Exercise instructions —
Answer these questions using the passage on Tarantool indexes:
1. What is the maximum number of parts for an ordinary TREE index?
2. What is the first index defined on a space called?
3. What does select() return when it is called without arguments?

Passage to read —

───

Top.Mail.Ru
Indexes | Tarantool
 
Indexes
Indexes

Indexes

Indexes

An index is a special data structure that stores a group of key values and pointers. It is used for efficient manipulations with data.

As with spaces, you should specify the index name, and let Tarantool come up with a unique numeric identifier (“index id”).

An index may be multi-part, that is, you can declare that an index key value is composed of two or more fields in the tuple, in any order. For example, for an ordinary TREE index, the maximum number of parts is 255.

An index may be unique, that is, you can declare that it would be illegal to have the same key value twice.

The first index defined on a space is called the primary key index, and it must be unique. All other indexes are called secondary indexes, and they may be non-unique.

Indexes have certain limitations. See details on page Limitations.

It is mandatory to create an index for a space before trying to insert tuples into the space, or select tuples from the space.

The simple index-creation operation is:

box.space.space-name:create_index('index-name')

This creates a unique TREE index on the first field of all tuples (often called “Field#1”), which is assumed to be numeric.

A recommended design pattern for a data model is to base primary keys on the first fields of a tuple. This speeds up tuple comparison due to the specifics of data storage and the way comparisons are arranged in Tarantool.

The simple SELECT request is:

box.space.space-name:select(value)

This looks for a single tuple via the first index. Since the first index is always unique, the maximum number of returned tuples will be 1. You can call select() without arguments, and it will return all tuples. Be careful! Using select() for huge spaces hangs your instance.

───

Records excerpted from a collection —
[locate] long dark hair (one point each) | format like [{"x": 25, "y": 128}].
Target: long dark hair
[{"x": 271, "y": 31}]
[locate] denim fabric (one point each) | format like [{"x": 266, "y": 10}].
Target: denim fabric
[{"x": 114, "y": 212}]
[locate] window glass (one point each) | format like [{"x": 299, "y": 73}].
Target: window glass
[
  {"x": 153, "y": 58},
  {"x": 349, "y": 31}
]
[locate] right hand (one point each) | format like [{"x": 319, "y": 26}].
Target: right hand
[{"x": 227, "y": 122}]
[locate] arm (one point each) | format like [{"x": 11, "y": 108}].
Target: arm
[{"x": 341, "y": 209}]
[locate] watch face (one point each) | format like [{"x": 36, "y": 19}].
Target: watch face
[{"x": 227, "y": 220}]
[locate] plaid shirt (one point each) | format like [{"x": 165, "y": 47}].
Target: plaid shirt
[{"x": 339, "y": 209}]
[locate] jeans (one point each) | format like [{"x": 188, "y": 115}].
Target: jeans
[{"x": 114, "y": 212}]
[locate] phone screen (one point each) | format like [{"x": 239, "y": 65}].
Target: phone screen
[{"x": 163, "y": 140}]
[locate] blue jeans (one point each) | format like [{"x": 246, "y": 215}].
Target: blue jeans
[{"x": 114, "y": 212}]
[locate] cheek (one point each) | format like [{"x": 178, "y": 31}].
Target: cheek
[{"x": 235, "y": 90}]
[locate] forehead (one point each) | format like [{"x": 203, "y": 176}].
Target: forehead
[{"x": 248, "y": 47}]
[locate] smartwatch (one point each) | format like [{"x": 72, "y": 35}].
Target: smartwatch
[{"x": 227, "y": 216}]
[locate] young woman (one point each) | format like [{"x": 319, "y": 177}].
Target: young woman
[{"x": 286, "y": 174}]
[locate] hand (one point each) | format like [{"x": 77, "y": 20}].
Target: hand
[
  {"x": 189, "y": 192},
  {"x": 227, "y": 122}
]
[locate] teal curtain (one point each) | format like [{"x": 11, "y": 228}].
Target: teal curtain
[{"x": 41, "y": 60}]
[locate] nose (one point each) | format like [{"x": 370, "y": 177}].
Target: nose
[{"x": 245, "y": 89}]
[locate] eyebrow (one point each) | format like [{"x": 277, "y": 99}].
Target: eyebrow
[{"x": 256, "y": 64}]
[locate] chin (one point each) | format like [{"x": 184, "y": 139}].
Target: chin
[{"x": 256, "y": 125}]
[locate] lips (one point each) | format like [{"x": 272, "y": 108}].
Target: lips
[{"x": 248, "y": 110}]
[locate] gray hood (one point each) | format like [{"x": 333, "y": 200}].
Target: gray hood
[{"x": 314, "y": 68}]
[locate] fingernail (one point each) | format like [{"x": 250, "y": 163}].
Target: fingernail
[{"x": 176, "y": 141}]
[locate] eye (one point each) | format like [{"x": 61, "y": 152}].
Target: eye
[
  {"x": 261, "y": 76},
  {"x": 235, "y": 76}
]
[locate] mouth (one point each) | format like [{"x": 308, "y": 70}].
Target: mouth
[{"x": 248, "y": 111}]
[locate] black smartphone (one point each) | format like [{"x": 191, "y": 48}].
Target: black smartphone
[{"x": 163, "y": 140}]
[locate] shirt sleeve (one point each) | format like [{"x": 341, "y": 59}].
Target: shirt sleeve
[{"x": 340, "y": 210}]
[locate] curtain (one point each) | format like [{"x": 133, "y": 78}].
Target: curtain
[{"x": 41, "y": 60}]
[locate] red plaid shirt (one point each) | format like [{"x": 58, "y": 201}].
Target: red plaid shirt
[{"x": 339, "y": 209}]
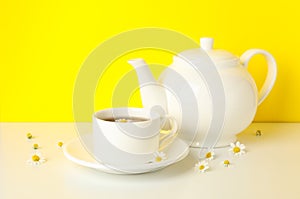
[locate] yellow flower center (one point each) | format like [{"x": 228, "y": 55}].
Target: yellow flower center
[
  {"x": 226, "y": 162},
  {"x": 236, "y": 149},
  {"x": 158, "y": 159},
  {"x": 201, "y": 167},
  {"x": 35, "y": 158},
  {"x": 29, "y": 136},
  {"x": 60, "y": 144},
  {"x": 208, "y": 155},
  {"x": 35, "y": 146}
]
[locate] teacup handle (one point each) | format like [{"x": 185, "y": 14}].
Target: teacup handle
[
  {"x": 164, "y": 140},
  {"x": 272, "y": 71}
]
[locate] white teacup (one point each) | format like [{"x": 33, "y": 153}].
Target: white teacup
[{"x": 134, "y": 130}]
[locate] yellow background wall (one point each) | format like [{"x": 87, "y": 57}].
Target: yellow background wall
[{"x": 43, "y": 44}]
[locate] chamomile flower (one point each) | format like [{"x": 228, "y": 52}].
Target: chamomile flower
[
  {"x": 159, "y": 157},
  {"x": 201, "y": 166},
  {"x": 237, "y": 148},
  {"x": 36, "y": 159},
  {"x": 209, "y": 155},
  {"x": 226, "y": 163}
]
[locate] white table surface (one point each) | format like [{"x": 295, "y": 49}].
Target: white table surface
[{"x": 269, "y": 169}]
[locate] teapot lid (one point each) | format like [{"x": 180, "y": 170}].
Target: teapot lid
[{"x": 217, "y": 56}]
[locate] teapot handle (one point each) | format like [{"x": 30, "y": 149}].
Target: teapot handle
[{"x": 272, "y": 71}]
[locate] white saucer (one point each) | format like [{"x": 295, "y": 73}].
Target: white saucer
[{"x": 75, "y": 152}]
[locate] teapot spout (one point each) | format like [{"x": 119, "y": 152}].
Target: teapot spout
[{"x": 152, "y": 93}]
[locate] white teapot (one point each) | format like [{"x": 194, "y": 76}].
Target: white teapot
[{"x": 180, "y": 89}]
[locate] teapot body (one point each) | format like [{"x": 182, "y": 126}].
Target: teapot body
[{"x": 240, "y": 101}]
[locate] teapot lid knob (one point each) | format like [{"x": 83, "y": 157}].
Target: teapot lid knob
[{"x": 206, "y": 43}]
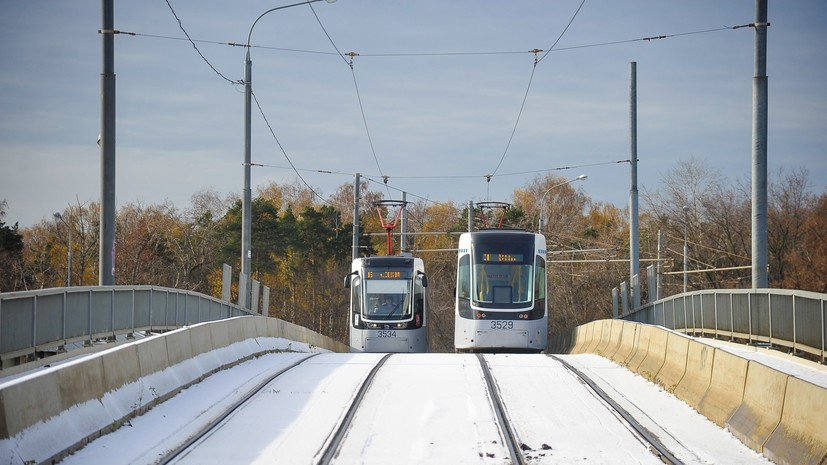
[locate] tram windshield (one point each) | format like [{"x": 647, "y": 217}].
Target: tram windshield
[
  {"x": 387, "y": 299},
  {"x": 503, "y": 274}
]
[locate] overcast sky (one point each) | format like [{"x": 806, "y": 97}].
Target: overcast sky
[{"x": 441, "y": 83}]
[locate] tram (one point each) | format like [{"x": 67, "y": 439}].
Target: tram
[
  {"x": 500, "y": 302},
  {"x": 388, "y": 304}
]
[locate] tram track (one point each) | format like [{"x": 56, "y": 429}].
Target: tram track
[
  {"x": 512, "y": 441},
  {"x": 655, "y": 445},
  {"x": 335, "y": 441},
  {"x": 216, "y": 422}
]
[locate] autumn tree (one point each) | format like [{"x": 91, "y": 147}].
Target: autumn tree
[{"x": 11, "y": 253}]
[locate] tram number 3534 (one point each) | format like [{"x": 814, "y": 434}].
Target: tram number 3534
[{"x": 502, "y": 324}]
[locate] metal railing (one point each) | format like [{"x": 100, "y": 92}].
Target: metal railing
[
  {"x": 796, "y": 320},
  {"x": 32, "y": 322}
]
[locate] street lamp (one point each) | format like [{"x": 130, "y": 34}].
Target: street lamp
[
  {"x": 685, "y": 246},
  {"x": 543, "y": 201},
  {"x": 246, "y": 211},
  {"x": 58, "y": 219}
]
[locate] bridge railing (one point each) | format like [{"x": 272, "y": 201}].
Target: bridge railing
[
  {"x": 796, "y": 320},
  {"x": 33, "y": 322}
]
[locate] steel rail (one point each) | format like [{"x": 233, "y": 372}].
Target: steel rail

───

Answer below —
1. 255
2. The primary key index
3. All tuples